#### Exercise:
A word-for-word restatement of every entry is what is needed here.

#### Data extracts:
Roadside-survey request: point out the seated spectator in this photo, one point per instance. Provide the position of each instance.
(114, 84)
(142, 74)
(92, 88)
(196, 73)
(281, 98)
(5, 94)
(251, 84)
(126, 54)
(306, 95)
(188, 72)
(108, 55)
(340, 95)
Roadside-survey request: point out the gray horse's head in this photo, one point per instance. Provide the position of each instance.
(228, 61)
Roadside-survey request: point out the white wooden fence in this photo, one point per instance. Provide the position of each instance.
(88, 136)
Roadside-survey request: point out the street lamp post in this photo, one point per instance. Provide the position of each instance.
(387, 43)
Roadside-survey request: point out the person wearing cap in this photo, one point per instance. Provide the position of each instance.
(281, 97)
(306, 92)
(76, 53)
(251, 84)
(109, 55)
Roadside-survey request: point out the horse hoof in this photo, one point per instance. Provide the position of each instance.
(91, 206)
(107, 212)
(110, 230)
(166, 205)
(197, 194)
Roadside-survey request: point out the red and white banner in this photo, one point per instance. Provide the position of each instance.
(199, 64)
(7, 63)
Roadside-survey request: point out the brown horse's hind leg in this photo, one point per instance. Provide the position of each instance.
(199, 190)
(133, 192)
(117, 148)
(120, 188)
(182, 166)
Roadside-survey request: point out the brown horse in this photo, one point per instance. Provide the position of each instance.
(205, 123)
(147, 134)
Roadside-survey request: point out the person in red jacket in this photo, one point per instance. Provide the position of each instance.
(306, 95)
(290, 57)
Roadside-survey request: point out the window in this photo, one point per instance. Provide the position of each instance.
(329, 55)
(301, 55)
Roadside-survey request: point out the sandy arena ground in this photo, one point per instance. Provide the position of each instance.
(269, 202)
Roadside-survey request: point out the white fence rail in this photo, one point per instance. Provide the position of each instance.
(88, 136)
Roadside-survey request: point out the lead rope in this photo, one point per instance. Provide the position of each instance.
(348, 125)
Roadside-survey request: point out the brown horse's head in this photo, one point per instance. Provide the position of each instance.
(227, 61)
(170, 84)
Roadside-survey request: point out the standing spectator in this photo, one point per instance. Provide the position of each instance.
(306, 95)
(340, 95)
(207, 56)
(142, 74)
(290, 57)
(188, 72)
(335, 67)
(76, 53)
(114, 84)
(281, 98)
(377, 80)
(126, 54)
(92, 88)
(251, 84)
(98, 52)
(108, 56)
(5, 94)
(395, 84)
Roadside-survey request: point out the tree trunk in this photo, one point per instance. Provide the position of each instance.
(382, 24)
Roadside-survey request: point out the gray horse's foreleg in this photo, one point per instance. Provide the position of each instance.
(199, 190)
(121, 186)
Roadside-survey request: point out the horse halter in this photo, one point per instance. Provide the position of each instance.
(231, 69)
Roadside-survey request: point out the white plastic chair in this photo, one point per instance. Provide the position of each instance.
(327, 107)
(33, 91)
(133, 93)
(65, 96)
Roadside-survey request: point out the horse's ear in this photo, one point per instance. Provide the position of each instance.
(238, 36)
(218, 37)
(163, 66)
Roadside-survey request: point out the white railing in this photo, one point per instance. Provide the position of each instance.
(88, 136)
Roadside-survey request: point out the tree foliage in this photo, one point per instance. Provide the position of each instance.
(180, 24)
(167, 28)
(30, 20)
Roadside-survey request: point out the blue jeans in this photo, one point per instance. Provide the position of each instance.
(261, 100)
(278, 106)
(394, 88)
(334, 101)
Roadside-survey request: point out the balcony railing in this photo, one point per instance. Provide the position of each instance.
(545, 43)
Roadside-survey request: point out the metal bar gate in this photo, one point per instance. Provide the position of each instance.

#### Answer section:
Roadside-survey request: point out the seated spectator in this photo, one point per instance. Provide the position of each instance.
(114, 84)
(142, 74)
(92, 88)
(196, 73)
(281, 98)
(5, 94)
(251, 84)
(126, 54)
(306, 95)
(188, 72)
(108, 55)
(340, 95)
Roadside-survey request: point out the gray horse's head in this photo, one point per instance. Provide the position of each instance.
(228, 61)
Roadside-survey request: point out the white wooden fence in this photo, one point per instance. Provide the position of each instance.
(88, 136)
Roadside-survey request: point out the street lamp post in this photo, one point per instance. Provide the position of each instance.
(387, 43)
Roadside-survey request: point out the person wearing cap in this photo, one point per instance. Provide the position of each instance.
(281, 97)
(306, 92)
(76, 53)
(251, 84)
(109, 55)
Roadside-survey request: point out the horse hoof in this photo, one point per instance. Provide the position of each instance.
(91, 206)
(107, 212)
(110, 230)
(166, 205)
(197, 194)
Roadside-survey request: point out the red and white banner in this photo, one point per instance. Provide the position of each instance.
(199, 64)
(7, 63)
Roadside-survey request: point out the brown horse's hind leg in this photo, one point per instance. Provide the position of each instance.
(199, 190)
(133, 192)
(117, 148)
(120, 188)
(182, 166)
Roadside-survey request: point out the brown horse in this photo, one point per instance. Provide the position of each instance.
(205, 123)
(147, 134)
Roadside-survey request: point out the person in red jacket in this photo, one point per instance. Provide the position of each instance.
(306, 95)
(290, 57)
Roadside-survey request: point out the window in this photo, one point per instance. Provide the position of each instance.
(329, 55)
(301, 55)
Roadside-survey request: point out the sandy arena ground in this photo, one point per instance. Provide the position of each instance.
(269, 202)
Roadside-survey request: point out the white fence rail in this photo, one point per instance. Provide the position of each instance.
(88, 136)
Roadside-survey request: point out the lead rope in this photo, one point per instance. Provide the position of each instance.
(348, 125)
Roadside-survey request: point out the brown horse's head in this photo, one point per instance. Provide the position of each instance.
(227, 61)
(170, 84)
Roadside-survey request: point out the standing spectator in this photo, one point per instance. Provide the position of each instance.
(306, 95)
(340, 95)
(207, 56)
(142, 74)
(290, 57)
(188, 72)
(335, 67)
(76, 53)
(114, 84)
(281, 98)
(377, 80)
(126, 54)
(92, 88)
(251, 84)
(98, 52)
(108, 56)
(5, 94)
(395, 84)
Roadside-survey request: point out the tree trunk in this photo, one point per instance. Provide the position of each instance.
(382, 24)
Roadside-survey request: point out the gray horse's foreleg in this photo, one point per instance. Provide the position of each instance.
(199, 190)
(121, 186)
Roadside-survey request: point out the horse halter in this photo, one point per instance. Provide the position of each instance.
(231, 69)
Roadside-survey request: point out the white plastic chair in this photo, one point per instance. Provide the position of each instance.
(327, 107)
(33, 91)
(133, 93)
(65, 96)
Roadside-survey request: point out the horse's ear in this photo, one point per instance. Provide the position of each instance.
(238, 36)
(218, 37)
(163, 66)
Roadside-survey request: point out the white railing in this photo, one point per instance. Provide the position of each instance.
(88, 136)
Roadside-survey request: point out the tree foliage in this photo, one point per instance. Provide the position of each instance.
(180, 24)
(167, 28)
(30, 20)
Roadside-survey request: point out the blue jeans in this photo, one point per instance. Provide the position of each instance.
(261, 100)
(278, 106)
(394, 88)
(334, 101)
Roadside-survey request: point out the balcony railing in this photo, one point per instance. Provide the position of each instance.
(545, 43)
Roadside-survey request: point out the metal bar gate in this photo, one point per instance. Provide the position of each instance.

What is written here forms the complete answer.